**Required action A:**
According to the web accessibility guidelines, why should headings be properly formatted to structure a page?
**Required action B:**
Carry on the web accessibility guidelines from the point where the text stops.
[[ Text provided, beginning ]]
Web Accessibility Guidelines
Southern State's Web Accessibility Guidelines are based on the internationally accepted Web Content Accessibility Guidelines AA standards (WCAG 2.0) published by the W3C World Wide Web Consortium (W3C).
SSCC is committed to providing exceptional learning opportunities to all students, including those with disabilities. Faculty are required by law to make their online course content accessible to all students.
Adhering to Web Accessibility Guidelines and Best Practices while developing your online course content will benefit all students including those with visual, hearing, mobility and learning disabilities.
Click the links below to expand or collapse the guideline definitions.
Use properly formatted headings to structure the page. Headings help organize your content, making it easier for everyone to read. Headings are a primary way to navigate pages using screen reading software.
Tips for proper use of headings in MyELearn
- H1 is already provided to identify the page in MyELearn.
- H2 headings are used to delineate major sections of a page.
[[ Text provided, end ]]
[[ Provided material, beginning ]]
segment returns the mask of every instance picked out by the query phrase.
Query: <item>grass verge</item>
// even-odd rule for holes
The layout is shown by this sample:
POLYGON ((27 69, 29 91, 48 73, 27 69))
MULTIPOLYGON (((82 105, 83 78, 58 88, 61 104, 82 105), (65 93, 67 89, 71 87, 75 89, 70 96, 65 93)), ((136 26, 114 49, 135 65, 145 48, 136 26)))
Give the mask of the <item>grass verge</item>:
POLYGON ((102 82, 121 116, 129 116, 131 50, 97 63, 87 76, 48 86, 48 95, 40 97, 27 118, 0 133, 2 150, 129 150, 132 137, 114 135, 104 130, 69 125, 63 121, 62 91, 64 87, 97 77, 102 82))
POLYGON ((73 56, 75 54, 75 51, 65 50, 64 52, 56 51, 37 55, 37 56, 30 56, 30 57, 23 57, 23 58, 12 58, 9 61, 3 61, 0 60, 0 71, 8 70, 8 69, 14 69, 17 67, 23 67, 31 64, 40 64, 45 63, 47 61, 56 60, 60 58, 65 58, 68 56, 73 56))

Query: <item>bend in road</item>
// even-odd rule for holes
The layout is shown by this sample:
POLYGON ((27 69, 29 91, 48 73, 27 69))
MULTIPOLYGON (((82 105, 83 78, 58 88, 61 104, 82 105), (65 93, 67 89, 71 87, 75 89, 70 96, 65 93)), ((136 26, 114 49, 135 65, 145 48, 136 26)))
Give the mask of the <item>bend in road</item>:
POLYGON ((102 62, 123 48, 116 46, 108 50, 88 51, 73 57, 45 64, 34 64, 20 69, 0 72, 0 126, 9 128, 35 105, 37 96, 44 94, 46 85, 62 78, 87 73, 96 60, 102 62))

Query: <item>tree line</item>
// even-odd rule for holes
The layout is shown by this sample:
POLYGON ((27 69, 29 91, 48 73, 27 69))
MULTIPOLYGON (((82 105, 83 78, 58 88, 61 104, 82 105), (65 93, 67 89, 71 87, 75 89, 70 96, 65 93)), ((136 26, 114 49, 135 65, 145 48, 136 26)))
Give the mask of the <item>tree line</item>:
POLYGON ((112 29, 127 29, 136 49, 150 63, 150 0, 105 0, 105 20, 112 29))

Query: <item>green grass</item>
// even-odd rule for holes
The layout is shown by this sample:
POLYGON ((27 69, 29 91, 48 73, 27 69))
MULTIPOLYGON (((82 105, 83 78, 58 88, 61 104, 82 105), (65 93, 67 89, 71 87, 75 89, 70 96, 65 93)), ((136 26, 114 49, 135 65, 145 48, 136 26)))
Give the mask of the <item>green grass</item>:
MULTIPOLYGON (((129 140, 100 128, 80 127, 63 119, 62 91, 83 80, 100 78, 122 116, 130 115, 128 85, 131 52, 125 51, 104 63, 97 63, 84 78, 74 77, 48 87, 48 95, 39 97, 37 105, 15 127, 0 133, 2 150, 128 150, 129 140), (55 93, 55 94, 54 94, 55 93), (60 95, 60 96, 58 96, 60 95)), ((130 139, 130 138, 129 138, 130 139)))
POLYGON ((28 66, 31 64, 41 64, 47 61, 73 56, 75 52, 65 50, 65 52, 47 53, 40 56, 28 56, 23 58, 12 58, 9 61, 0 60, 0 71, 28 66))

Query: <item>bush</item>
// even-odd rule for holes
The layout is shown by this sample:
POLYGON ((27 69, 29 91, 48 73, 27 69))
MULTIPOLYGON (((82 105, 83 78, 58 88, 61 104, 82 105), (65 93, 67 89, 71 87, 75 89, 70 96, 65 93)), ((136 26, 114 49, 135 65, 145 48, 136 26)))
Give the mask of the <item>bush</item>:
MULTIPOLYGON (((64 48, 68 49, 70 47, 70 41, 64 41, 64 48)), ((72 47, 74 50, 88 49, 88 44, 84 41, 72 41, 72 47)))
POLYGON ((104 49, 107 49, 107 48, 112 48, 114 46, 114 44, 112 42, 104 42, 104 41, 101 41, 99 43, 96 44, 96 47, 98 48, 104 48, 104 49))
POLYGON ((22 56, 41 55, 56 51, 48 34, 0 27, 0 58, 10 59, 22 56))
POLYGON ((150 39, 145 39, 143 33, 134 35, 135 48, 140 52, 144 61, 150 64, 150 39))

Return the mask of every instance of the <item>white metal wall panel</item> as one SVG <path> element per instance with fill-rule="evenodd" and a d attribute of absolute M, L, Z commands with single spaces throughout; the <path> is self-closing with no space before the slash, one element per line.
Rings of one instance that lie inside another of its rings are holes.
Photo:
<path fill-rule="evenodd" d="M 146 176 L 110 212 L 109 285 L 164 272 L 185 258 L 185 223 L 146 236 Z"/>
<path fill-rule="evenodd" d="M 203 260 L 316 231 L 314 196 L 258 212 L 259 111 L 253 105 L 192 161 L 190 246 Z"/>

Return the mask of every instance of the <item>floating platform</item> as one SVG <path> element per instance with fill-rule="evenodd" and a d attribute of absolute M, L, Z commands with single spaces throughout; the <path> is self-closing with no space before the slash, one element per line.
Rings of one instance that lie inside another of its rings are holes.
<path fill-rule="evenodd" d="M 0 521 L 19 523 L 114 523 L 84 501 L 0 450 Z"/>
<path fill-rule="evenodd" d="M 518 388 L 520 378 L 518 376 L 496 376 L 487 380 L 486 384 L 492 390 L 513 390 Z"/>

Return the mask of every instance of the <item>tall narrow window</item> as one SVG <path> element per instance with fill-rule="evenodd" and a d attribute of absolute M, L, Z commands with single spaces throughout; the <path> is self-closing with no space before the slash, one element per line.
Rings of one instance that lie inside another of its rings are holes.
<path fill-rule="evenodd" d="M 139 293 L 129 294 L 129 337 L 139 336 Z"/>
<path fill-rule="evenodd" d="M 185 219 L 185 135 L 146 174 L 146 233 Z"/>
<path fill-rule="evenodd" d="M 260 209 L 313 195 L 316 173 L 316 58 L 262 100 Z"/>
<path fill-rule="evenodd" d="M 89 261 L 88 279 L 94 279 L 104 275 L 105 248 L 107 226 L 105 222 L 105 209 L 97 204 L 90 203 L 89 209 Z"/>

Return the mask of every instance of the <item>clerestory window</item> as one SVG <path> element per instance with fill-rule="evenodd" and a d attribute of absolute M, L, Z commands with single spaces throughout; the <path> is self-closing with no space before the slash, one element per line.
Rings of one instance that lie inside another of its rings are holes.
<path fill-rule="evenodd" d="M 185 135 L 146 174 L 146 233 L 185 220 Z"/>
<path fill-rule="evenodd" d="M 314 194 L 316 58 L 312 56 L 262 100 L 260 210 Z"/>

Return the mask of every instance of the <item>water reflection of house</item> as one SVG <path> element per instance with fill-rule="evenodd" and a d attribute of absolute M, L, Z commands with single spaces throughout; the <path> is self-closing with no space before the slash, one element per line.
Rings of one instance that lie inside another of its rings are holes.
[[ Provided material, end ]]
**Written response A:**
Headings organize content, which makes the page easier for everyone to read. They are also a primary way for people using screen reading software to navigate pages.

**Written response B:**
- H3 headings are used as the title of content items or key content elements on a page.
- Use headings in the order of h5 - H6
- Heading (equivalent to h5 heading level)
- Sub-heading 1 (equivalent to H5 heading level)
- Sub-heading-2 (equivalent to H6 heading level)
- Don't skip headings going down, skipping headings going up is okay
- Mark up anything that visually looks like a heading to create good document structure
Format lists as proper lists. When typing a list, use the proper tools to make a list. Properly formatted numbered lists and bulleted lists are accessible.
Select the content you want to make into a list. Then on the toolbar, click on the Unordered List icon if the order doesn't matter or select Ordered List from the drop-down menu if the order does matter.
Example of a ordered list:
- Line one
- Line two
- line three
Example of a unordered list:
- Line one
- Line two
- Line three
Write meaningful link text. Links embedded in text should describe the link's destination. Links should also be in a logical order on the page to help users navigate by tabbing using the keyboard.
If you have a link that isn't self-descriptive, or the link destination could benefit from being explained in more detail, you can add information to a link using the title attribute.
Create tables with column and/or row headers, and ensure a proper reading order. Table headers are essential to understanding how the information is organized. Reading Order in a Table is Important. Screen readers read tables from left to right, top to bottom, one cell at a time (& only once). If cells are split or merged, check the reading order.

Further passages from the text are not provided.